> _Exercise goal_
Could you transcribe the data below line for line, without changing anything, and leave out the pictures?

> _Available records_
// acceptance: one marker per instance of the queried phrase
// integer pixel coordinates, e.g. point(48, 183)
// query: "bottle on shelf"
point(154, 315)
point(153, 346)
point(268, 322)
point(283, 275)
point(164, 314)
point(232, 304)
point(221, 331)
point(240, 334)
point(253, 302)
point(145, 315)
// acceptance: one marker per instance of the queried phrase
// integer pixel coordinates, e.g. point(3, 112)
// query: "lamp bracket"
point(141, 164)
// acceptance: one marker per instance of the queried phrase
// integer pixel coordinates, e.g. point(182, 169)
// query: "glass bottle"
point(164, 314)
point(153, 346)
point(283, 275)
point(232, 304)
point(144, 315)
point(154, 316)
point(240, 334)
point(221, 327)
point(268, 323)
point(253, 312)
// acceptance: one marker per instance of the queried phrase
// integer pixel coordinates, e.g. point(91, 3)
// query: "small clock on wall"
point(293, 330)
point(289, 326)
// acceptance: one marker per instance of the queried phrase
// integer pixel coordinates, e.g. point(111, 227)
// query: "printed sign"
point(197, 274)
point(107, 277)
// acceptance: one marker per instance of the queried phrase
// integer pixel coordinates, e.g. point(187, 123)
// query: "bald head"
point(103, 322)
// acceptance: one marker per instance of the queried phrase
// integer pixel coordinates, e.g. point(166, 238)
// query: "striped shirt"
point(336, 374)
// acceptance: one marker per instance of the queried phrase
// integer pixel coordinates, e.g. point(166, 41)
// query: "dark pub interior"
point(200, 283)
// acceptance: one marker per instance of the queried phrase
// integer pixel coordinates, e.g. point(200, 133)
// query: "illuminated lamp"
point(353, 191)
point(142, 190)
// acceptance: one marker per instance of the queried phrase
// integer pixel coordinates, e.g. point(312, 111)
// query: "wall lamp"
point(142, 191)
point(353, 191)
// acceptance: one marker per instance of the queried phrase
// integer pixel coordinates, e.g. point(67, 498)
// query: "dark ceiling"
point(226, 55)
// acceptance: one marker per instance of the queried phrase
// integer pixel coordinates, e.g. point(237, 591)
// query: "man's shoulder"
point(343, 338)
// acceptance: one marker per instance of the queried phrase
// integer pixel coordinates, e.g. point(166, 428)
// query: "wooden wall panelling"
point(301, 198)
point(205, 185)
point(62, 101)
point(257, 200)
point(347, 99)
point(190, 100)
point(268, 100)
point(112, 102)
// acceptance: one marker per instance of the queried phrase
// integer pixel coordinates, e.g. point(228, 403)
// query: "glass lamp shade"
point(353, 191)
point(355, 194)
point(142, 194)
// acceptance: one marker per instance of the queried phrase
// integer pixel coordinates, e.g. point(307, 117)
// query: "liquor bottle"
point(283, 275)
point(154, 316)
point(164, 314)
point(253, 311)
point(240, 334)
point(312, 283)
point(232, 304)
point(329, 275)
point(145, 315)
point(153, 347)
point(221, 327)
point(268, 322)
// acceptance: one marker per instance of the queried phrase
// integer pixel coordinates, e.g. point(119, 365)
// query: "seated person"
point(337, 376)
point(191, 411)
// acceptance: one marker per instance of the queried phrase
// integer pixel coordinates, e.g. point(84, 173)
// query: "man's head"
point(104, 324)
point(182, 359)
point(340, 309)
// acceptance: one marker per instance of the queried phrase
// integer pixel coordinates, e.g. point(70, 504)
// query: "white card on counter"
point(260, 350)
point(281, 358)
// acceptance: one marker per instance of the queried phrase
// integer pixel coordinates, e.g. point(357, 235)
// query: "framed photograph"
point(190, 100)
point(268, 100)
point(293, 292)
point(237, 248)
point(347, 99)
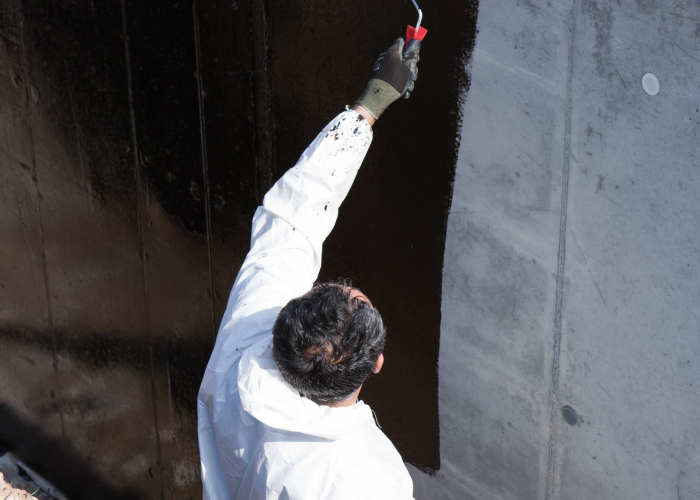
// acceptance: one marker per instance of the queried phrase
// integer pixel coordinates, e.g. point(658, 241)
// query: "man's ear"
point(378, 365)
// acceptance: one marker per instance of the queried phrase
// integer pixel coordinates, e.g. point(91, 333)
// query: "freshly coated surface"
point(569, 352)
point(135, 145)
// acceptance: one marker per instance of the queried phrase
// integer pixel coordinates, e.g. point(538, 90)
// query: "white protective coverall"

> _Full answer_
// acceptance: one marker per instance of the queried phrase
// integer pixel coordinates, e.g. point(48, 183)
// query: "bottle on shelf"
point(154, 315)
point(153, 346)
point(268, 322)
point(283, 275)
point(164, 314)
point(232, 304)
point(221, 331)
point(240, 334)
point(253, 302)
point(145, 315)
// acceptance: one marker per instance of the queried phrase
// integer pixel coordinates, e.g. point(3, 112)
// query: "lamp bracket"
point(141, 164)
// acceptance: one marker per instance of the queried phrase
// integer pixel coordinates, e.g. point(182, 169)
// query: "glass bottle"
point(164, 314)
point(153, 346)
point(283, 275)
point(232, 304)
point(144, 315)
point(154, 316)
point(240, 334)
point(221, 327)
point(268, 323)
point(253, 312)
// acceptance: one marker per instance of the queried phrase
// integer pixel coordinates, e.g. point(91, 3)
// query: "small clock on wall"
point(293, 330)
point(289, 326)
// acceptance: one marker per instance of the queried phrase
// integer pixel coordinates, e.g. point(111, 227)
// query: "printed sign"
point(197, 274)
point(107, 277)
// acceptance: one marker per instance of the queried phrase
// integer pixel coordinates, e.g. point(187, 123)
// query: "bald head"
point(103, 322)
// acceptance: one marker per instance of the queried phrase
// integer pixel coordinates, e.g. point(166, 238)
// query: "striped shirt"
point(336, 374)
// acceptance: one marker per instance of the queried phrase
// integer pixel coordinates, e.g. point(166, 41)
// query: "dark pub interior"
point(200, 283)
// acceptance: one marker per instance of the queried phrase
// integer pixel coordinates, e.g. point(200, 133)
// query: "illuminated lamp"
point(353, 191)
point(142, 190)
// acceptance: one marker per instance of the queried phrase
// integer pixel coordinates, e.g. point(312, 111)
// query: "wall lamp"
point(142, 191)
point(353, 191)
// acceptance: one marker per instance of the queried phrase
// integer pixel coordinates, e.g. point(67, 498)
// query: "dark ceiling"
point(226, 55)
// acceptance: one marker per instance of the queried phrase
// integer pixel coordinates, e.g. point(237, 591)
// query: "man's shoulder"
point(343, 338)
// acceptance: one marker per instance of the queried phrase
// integer pixel coordinates, e.g. point(166, 428)
// query: "wooden wall panelling"
point(301, 198)
point(205, 185)
point(62, 101)
point(257, 200)
point(347, 99)
point(190, 100)
point(268, 100)
point(112, 102)
// acceptance: one marker per instance of the queried phrase
// integer pixel coordinates, e.g. point(228, 403)
// query: "glass lamp shade"
point(353, 191)
point(355, 194)
point(142, 194)
// acceptance: one marker per instance of the queried phrase
// integer pixel coordinates, e.g. point(307, 117)
// query: "liquor bottle"
point(283, 275)
point(154, 316)
point(164, 314)
point(253, 311)
point(240, 334)
point(312, 283)
point(232, 304)
point(329, 275)
point(145, 315)
point(153, 347)
point(221, 327)
point(268, 322)
// acceptance: one marker per instance of the queried phrase
// integer pixel coordinates, e.g. point(119, 365)
// query: "seated person"
point(337, 376)
point(191, 411)
// acceptance: one marker per instance of the queried phrase
// integer pixel coordinates, e.g. point(84, 173)
// query: "man's head"
point(104, 324)
point(182, 359)
point(340, 309)
// acceptance: one marker per instance of the queried phrase
// integer pixel coordinates, e.g. point(70, 504)
// query: "white card on counter"
point(260, 350)
point(281, 358)
// acceptance: one marker per instance of the queried phrase
// integer pixel coordinates, e.g. point(357, 235)
// query: "framed photograph"
point(190, 100)
point(268, 100)
point(293, 292)
point(237, 248)
point(347, 99)
// acceptance: one marker per instance of the queried phrase
// integer pixel coordinates, e.g. point(658, 241)
// query: "man's ear"
point(378, 365)
// acceptance: one marker per instance of the queried phrase
// integer pixel coordinates, e.g. point(91, 333)
// query: "freshly coated surface"
point(569, 352)
point(135, 145)
// acceptance: one marker per instance of the queried phrase
// integer pixel coordinates, e.g. point(538, 90)
// query: "white protective coverall"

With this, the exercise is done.